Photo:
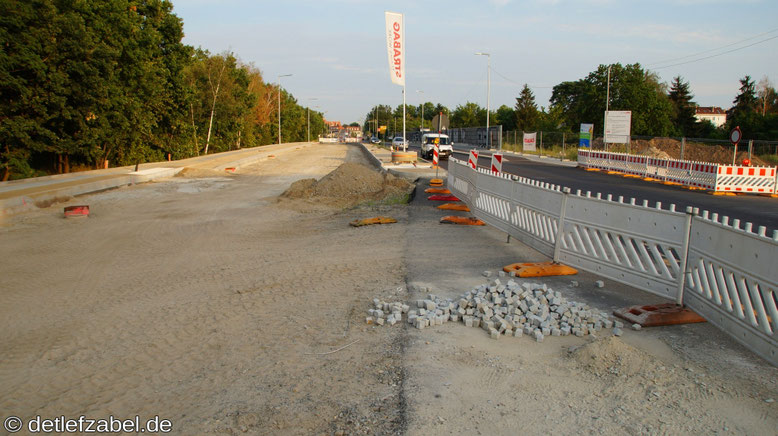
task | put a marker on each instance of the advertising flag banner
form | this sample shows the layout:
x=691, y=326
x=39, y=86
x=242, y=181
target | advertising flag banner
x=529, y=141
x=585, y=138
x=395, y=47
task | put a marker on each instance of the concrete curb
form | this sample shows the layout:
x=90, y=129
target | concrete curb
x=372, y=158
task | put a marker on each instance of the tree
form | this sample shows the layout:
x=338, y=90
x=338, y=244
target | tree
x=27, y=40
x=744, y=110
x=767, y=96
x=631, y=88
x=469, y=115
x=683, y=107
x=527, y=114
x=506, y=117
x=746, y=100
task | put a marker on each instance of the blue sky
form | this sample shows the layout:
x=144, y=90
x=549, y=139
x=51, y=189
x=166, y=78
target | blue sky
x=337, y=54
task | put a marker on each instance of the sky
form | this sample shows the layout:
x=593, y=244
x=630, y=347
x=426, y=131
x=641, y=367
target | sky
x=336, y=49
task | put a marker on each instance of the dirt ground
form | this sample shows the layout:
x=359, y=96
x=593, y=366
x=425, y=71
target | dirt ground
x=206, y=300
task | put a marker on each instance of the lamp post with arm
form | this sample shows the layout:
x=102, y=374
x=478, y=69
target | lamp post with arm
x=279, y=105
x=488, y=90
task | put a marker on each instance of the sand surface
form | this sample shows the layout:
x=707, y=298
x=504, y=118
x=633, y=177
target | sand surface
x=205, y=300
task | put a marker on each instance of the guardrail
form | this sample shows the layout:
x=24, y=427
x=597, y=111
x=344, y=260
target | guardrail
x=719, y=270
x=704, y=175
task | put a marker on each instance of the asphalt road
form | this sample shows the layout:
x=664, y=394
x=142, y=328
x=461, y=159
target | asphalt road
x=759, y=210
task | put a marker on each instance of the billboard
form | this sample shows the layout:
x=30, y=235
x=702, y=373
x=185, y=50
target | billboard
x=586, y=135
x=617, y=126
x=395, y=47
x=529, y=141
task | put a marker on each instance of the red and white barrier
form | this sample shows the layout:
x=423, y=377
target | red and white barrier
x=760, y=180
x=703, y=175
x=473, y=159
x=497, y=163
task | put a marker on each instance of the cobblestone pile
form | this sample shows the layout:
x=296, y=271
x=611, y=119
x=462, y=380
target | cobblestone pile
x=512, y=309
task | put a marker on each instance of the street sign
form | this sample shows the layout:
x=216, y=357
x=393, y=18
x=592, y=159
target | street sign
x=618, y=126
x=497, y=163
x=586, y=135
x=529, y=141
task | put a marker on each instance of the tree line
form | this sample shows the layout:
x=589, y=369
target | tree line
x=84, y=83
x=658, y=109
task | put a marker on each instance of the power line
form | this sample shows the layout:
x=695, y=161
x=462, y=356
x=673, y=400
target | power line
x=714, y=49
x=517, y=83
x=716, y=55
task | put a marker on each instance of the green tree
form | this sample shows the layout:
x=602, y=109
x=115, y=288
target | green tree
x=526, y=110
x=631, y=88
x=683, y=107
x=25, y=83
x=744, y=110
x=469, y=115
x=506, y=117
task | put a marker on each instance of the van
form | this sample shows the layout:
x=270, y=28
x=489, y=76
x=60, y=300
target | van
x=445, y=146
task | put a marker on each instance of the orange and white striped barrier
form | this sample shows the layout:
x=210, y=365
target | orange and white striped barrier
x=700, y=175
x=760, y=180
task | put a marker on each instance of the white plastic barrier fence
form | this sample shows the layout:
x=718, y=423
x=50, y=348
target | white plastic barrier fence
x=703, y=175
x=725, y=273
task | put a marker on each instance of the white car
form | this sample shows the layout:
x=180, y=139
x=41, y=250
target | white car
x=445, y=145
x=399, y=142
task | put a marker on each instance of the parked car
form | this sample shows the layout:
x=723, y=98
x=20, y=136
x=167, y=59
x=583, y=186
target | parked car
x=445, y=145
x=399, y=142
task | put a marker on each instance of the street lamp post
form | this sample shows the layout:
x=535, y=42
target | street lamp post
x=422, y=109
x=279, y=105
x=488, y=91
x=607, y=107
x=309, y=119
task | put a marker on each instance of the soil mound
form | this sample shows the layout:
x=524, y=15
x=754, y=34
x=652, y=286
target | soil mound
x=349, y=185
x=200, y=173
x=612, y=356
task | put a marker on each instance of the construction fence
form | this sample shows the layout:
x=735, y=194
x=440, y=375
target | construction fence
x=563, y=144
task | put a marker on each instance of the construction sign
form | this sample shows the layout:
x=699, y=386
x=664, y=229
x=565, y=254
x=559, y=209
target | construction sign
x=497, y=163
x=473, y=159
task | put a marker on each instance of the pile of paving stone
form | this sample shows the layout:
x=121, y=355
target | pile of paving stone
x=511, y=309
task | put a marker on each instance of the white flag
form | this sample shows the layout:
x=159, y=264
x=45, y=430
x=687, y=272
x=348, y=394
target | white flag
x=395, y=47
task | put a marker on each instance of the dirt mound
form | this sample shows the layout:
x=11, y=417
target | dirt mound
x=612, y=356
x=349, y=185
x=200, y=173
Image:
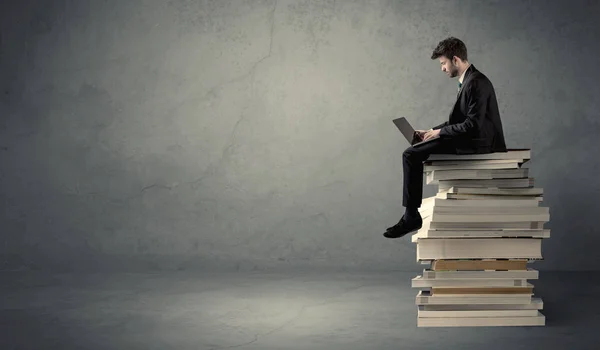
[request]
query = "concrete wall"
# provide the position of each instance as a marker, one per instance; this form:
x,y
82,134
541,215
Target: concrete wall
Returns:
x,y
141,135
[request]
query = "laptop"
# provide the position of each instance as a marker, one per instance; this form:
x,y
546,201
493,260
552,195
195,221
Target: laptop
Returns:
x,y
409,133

|---|

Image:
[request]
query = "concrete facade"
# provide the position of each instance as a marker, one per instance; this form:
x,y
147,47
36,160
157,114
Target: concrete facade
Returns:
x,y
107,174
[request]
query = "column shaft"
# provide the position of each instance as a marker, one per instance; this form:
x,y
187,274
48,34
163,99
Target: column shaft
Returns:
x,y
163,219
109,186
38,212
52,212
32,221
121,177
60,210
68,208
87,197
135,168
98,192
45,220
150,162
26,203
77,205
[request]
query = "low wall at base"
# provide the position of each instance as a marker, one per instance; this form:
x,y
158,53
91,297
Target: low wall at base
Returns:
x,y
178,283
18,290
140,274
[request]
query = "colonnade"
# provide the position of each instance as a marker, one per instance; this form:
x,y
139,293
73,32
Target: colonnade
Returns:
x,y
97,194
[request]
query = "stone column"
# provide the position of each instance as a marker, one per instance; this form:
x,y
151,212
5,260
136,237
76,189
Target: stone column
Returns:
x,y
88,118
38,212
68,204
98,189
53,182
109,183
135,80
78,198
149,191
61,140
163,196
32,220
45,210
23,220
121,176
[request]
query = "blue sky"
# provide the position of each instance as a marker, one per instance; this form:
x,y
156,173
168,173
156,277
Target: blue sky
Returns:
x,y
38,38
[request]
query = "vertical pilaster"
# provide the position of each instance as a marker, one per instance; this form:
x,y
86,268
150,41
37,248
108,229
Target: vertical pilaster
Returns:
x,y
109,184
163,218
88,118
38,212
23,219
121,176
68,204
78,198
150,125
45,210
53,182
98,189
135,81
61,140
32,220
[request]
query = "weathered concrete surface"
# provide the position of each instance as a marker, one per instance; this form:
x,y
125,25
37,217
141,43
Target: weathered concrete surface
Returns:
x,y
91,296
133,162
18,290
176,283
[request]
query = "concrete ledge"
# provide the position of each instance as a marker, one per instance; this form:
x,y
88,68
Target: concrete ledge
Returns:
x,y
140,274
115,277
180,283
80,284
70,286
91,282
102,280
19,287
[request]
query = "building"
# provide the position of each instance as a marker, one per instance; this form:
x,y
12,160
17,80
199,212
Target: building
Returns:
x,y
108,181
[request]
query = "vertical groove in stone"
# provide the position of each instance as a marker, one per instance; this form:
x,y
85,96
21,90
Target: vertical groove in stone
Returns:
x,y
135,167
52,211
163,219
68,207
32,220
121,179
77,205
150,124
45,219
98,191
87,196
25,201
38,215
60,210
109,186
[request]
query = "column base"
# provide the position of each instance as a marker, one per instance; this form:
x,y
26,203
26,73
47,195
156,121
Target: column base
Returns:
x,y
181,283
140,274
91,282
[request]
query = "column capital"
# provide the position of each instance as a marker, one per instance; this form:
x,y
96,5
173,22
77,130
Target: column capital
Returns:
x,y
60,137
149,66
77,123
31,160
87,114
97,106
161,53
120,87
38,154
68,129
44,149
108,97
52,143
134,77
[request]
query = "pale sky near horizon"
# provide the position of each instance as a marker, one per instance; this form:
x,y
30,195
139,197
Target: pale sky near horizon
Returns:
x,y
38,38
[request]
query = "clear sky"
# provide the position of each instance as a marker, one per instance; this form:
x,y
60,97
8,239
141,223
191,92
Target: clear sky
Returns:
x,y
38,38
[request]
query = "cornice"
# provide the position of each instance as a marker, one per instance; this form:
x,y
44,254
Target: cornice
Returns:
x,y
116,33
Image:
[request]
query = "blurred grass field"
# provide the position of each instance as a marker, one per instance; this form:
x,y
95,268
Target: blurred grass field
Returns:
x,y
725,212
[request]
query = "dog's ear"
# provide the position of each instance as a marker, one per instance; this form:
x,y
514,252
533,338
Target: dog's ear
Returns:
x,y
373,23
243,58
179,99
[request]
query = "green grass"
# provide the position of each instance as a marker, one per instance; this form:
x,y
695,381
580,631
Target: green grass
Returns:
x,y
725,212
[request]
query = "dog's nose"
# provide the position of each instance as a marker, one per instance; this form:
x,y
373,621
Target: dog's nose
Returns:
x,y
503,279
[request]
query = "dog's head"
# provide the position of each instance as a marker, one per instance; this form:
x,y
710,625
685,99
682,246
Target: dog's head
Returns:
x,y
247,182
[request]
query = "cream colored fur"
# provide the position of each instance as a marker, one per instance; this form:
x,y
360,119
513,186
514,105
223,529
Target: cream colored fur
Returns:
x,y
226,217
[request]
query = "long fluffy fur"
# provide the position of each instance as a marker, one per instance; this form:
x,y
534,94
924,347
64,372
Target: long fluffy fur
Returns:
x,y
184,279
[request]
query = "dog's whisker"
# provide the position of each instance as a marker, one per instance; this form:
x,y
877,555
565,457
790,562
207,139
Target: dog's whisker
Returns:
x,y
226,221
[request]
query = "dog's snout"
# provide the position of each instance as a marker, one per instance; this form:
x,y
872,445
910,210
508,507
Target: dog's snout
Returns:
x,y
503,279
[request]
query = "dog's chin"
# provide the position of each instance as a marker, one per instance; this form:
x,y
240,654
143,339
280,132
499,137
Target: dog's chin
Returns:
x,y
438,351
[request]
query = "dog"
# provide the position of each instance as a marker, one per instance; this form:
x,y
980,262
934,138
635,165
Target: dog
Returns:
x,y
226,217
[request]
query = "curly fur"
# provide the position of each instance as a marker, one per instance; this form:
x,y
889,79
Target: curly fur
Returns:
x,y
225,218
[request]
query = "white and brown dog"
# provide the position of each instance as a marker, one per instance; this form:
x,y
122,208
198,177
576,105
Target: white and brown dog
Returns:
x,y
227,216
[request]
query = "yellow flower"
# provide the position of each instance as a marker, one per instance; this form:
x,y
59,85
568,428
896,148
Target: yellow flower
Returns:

|---|

WORK REQUEST = Out of the preceding entries, pull every line containing the string "blurred".

OUTPUT =
query = "blurred grass field"
Target: blurred grass field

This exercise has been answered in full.